--- Task prompt ---
Render every entry exactly as it appears.

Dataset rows

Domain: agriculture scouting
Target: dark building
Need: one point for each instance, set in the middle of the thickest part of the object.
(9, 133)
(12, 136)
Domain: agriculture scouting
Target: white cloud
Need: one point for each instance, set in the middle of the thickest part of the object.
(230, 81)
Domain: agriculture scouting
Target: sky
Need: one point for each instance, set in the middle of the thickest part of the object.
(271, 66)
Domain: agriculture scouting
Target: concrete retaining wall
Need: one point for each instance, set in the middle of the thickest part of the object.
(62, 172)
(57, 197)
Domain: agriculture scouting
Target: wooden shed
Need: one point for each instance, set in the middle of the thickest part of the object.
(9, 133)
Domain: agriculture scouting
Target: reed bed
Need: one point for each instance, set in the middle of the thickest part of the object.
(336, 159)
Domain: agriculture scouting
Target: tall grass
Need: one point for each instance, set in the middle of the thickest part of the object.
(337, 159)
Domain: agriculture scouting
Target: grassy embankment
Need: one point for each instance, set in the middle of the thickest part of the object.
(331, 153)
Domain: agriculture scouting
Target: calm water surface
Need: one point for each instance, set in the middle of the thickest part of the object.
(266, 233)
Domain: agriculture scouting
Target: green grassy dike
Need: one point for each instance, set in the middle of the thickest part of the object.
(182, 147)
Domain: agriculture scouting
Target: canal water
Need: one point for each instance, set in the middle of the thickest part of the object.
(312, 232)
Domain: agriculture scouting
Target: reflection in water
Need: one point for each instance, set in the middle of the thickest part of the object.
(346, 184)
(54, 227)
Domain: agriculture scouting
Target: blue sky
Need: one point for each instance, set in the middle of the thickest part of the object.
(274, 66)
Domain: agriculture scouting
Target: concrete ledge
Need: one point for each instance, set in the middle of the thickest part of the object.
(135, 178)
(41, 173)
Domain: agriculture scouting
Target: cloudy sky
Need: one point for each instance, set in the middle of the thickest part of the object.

--- Result of this task ---
Domain: agriculture scouting
Target: dark building
Need: one point for each instance, set in the middle of the thickest part of the object.
(9, 133)
(12, 136)
Domain: agriculture scouting
Target: white cloud
Need: one point for each instance, set in the middle of the thickest part of the object.
(230, 81)
Domain: agriculture scouting
Target: sky
Need: one point for each instance, set in the middle of the thickest part of the object.
(271, 66)
Domain: agriculture scouting
Target: concrete retaining wall
Need: one point for each instance, set in the middle of the thickest part of the object.
(62, 172)
(57, 197)
Domain: agriculture scouting
Target: wooden shed
Need: one point for each instance, set in the middle of the thickest part of the object.
(9, 133)
Domain: agriculture scouting
Target: reed bed
Need: one point for each instance, set in the middle of the thickest part of the object.
(336, 159)
Domain: agriculture scouting
Target: tall grass
Need: one point for each instance, set in the middle of the thickest part of the object.
(337, 159)
Domain: agriculture scouting
Target: grassy embankment
Need: one point for each instance, set in the middle of the thickest part of the object.
(331, 153)
Domain: agriculture scouting
Target: calm water surface
Need: one point for each instance, set in the middle of the thickest part of the object.
(266, 233)
Domain: agriculture scouting
Target: green grassy dike
Need: one point for each instance, set in the middle of the thickest part of the object.
(182, 147)
Domain: agriculture scouting
Target: canal water
Need: one point for each instance, set in the middle of the thickest part of the object.
(312, 232)
Domain: agriculture scouting
Target: reflection in water
Need: one point for each instance, set in the middle of the thickest part of the object.
(346, 184)
(54, 227)
Domain: agriculture scouting
Target: blue sky
Need: one point for each instance, set in the middle of the thickest part of the object.
(274, 66)
Domain: agriculture scouting
Target: concrete ledge
Need: one point for each instance, set in the middle of the thickest part of the object.
(135, 178)
(41, 173)
Domain: agriculture scouting
Target: cloudy sky
Need: one point for each instance, set in the middle of the thickest part of the object.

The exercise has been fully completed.